EXCERPTED TEXT:
Another unique strategy call: Inaction in the face of rioting, looting, human casualties and property damage is normally a prescription for political defeat.
Yet literal Democratic silence loomed at the Democratic National Convention and elsewhere as the dominant nonresponse through the summer riots until recent polls began to reflect growing bipartisan disgust with Democratic leaders’ fecklessness in the face of ongoing violence.
Now comes a crusade of invective directed at Donald J. Trump. Such a classic Clintonian technique (blame the other guy for your mistakes) may have worked for the “great triangulator” — but can a mostly basement-dwelling Joe Biden pull it off?
Fifty-four days out, the dumbest news report I have seen was a CNN reporter assuring viewers that the Kenosha, Wisconsin protests were “mostly peaceful” while rioting, looting and fires burned out of control behind him.
A low point in media reporting — even for CNN. The moment produced lots of glee on the right, but it was a reminder of the paradoxical adage: “Just because you’re paranoid doesn’t mean that everyone is not out to get you.”
I thought of that old line while searching for the usual post-convention national polls, but to no avail. Geez, a paranoid observer might conclude one party’s post-convention bounce was much larger than the other…
How rich of Hillary Clinton to advise Joe Biden to “not concede under any circumstances.” Recall when she and her media acolytes went apoplectic after candidate Trump repeatedly claimed the 2016 campaign was rigged in favor of Mrs. Clinton and that he accordingly would not be so quick to concede.
Thereafter, left-wing pundits killed many trees speculating on how Mr. Trump would never give up should he come up short on election night. Fast forward to today and the tables are turned 180 degrees. But then the former first lady has never been a model of consistency…
When liberal Democrats fall back on euphemistic verbs like “reimagine” (policing) and “aspire” (Green New Deal) you can read as follows: We’d better tone our act down before too many independents flee our island.
When Joe Biden contends that the real problem in cities is the presence of Trump-supporting right-wing militia, you can read as follows: We know this is insultingly dumb on its face, but blaming Trump is about the only thing we have to market this cycle.

TASK OBJECTIVE:
Return, word for word, the stretch of the political column that opens with the words containing "Now comes a" and closes with "pull it off?". None of the items have anything to do with this.

MATERIAL SUPPLIED:

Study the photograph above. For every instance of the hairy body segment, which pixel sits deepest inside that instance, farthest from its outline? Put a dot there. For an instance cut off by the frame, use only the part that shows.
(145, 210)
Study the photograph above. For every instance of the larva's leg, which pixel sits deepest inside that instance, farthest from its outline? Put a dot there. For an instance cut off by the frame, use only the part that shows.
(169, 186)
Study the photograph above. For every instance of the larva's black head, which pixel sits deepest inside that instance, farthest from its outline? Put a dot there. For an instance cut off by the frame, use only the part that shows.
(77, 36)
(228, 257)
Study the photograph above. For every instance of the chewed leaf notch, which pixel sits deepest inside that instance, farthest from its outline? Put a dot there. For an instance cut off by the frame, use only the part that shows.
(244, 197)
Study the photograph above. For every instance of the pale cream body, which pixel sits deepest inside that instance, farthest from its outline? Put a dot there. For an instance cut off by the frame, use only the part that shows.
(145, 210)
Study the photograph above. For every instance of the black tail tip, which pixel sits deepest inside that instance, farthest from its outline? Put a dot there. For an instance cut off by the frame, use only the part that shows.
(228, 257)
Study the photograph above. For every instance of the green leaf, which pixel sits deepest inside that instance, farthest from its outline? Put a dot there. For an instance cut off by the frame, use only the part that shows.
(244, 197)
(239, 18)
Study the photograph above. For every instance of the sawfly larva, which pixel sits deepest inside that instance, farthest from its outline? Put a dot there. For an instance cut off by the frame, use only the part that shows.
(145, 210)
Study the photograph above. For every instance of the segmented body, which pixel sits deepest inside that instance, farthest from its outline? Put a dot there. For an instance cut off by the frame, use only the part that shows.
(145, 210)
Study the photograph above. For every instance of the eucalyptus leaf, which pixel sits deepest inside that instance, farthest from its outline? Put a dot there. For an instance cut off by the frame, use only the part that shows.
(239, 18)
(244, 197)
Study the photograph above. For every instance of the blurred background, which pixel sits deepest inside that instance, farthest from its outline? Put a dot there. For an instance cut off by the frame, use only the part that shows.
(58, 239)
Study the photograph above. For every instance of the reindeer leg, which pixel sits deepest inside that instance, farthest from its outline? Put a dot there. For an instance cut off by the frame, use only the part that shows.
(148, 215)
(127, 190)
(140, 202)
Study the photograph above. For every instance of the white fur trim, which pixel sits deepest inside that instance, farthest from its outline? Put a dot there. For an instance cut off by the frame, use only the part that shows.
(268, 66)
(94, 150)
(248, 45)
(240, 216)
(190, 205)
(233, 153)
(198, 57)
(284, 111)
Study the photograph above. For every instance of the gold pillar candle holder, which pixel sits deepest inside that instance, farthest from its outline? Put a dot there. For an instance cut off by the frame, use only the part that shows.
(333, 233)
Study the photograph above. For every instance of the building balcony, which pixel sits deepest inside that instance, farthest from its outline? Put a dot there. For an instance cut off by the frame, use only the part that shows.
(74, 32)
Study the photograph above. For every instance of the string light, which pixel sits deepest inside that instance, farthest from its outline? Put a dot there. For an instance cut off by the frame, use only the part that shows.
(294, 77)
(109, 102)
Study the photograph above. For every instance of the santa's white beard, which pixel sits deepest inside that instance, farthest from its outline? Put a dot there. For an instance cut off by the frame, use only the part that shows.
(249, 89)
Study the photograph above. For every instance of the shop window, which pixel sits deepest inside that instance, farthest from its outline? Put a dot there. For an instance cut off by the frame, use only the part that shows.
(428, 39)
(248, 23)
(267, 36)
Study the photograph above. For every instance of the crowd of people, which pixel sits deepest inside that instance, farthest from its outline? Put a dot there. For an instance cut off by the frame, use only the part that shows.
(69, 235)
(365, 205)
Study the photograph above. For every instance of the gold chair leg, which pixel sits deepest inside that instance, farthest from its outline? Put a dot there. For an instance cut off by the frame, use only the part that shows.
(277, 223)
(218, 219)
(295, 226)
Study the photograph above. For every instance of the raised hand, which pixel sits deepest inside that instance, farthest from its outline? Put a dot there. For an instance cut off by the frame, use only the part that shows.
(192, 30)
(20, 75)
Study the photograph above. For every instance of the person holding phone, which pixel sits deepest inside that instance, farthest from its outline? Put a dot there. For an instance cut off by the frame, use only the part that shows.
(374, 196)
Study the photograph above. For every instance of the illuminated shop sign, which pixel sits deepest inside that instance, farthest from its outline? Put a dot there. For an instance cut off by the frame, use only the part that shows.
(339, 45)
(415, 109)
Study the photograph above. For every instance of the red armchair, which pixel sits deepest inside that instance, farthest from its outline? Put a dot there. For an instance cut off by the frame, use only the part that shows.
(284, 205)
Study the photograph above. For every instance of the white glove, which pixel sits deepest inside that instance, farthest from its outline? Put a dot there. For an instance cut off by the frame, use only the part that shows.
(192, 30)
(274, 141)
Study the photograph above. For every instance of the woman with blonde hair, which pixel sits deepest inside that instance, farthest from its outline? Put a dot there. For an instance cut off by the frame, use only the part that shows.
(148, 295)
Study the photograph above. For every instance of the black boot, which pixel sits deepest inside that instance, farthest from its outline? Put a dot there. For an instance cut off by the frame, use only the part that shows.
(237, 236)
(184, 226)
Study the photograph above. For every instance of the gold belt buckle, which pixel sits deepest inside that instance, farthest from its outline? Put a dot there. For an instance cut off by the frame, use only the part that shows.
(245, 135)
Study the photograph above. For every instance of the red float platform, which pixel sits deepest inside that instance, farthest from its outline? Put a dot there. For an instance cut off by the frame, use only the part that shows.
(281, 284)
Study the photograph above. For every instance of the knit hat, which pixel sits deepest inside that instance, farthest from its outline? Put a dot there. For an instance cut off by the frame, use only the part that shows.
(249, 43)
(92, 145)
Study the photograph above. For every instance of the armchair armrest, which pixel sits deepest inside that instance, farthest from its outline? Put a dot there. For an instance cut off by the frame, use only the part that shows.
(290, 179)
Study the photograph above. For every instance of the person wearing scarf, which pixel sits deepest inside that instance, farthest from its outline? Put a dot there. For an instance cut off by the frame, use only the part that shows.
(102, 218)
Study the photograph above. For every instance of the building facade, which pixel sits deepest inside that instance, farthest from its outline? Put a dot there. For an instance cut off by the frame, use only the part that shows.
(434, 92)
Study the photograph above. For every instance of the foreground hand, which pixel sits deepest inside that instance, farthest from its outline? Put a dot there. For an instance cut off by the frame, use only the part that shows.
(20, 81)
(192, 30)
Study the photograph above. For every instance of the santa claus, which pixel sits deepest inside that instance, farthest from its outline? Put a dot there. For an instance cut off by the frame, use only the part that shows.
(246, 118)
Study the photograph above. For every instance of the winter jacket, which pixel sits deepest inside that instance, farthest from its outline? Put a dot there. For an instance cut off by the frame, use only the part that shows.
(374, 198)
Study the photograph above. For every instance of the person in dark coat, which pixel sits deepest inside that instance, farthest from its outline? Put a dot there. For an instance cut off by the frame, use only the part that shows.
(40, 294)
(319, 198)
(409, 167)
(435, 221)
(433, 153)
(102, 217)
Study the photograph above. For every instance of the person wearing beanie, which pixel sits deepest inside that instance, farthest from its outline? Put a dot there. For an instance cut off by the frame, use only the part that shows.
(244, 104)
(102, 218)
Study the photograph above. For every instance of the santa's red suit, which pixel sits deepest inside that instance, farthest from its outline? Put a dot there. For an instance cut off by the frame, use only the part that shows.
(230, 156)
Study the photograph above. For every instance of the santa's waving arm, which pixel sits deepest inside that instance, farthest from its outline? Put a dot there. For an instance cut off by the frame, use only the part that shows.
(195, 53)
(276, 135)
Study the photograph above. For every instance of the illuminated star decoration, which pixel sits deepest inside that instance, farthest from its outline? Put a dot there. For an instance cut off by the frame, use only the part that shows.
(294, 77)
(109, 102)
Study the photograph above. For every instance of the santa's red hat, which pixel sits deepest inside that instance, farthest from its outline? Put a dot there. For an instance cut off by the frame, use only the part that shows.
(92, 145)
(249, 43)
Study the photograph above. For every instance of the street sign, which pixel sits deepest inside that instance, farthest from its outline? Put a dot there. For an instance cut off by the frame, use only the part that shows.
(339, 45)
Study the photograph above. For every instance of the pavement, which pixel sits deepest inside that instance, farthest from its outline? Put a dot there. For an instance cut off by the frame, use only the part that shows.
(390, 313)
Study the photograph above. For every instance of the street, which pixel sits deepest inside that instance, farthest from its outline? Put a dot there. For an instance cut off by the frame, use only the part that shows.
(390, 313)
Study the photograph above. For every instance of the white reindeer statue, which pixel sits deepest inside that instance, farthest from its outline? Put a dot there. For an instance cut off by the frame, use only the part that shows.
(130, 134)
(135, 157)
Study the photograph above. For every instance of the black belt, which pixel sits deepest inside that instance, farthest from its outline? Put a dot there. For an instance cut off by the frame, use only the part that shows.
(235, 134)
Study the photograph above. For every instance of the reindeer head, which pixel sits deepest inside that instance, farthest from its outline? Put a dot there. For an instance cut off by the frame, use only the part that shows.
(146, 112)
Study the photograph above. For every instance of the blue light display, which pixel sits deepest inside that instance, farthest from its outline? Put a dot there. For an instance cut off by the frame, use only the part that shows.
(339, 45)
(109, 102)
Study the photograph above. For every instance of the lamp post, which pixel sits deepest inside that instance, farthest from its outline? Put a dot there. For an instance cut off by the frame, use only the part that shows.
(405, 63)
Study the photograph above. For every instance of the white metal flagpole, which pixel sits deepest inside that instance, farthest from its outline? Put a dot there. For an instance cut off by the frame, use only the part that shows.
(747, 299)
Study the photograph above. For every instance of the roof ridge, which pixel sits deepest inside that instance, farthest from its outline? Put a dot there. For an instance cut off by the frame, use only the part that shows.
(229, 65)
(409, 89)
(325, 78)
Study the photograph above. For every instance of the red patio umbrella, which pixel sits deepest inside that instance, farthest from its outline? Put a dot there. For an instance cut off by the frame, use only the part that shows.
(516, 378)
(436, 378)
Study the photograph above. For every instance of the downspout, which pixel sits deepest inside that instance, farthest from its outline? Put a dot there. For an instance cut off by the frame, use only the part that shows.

SOLUTION TO THE EXERCISE:
Now comes a crusade of invective directed at Donald J. Trump. Such a classic Clintonian technique (blame the other guy for your mistakes) may have worked for the “great triangulator” — but can a mostly basement-dwelling Joe Biden pull it off?